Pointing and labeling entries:
- - - -

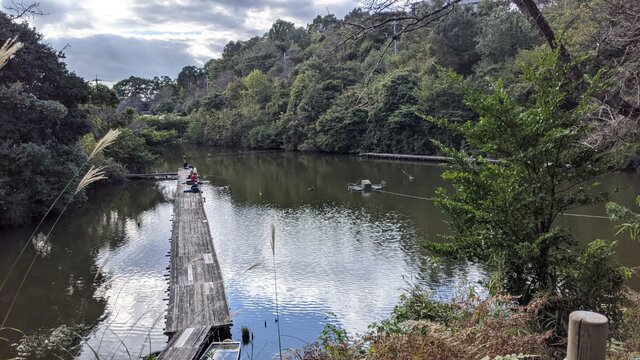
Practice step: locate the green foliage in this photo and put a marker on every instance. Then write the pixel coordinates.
(40, 123)
(131, 151)
(504, 213)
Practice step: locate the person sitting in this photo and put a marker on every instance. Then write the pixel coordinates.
(194, 188)
(193, 178)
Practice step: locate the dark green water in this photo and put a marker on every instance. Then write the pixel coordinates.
(341, 257)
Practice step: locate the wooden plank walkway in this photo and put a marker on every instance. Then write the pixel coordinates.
(197, 301)
(428, 158)
(153, 176)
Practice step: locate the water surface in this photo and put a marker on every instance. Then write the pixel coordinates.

- - - -

The request =
Reproduce word for word everything from the line containing "Practice step: locate the person" down to the end of the listing.

Written answer =
Practice step: locate the person sitting in this photo and put a marker on every instance. Then write the pixel coordinates.
(194, 188)
(193, 178)
Practice step: locate the dark green water in this photo and put a marker on every instance. Then write the pixel coordinates.
(341, 257)
Practice step: locate the wooden plank walkway in this photo and put a marker on every instance. Then write the pixel coordinates.
(197, 301)
(428, 158)
(153, 176)
Practice step: locate the water surface in this photo and put a marker on every instance. Then write the pixel coordinates.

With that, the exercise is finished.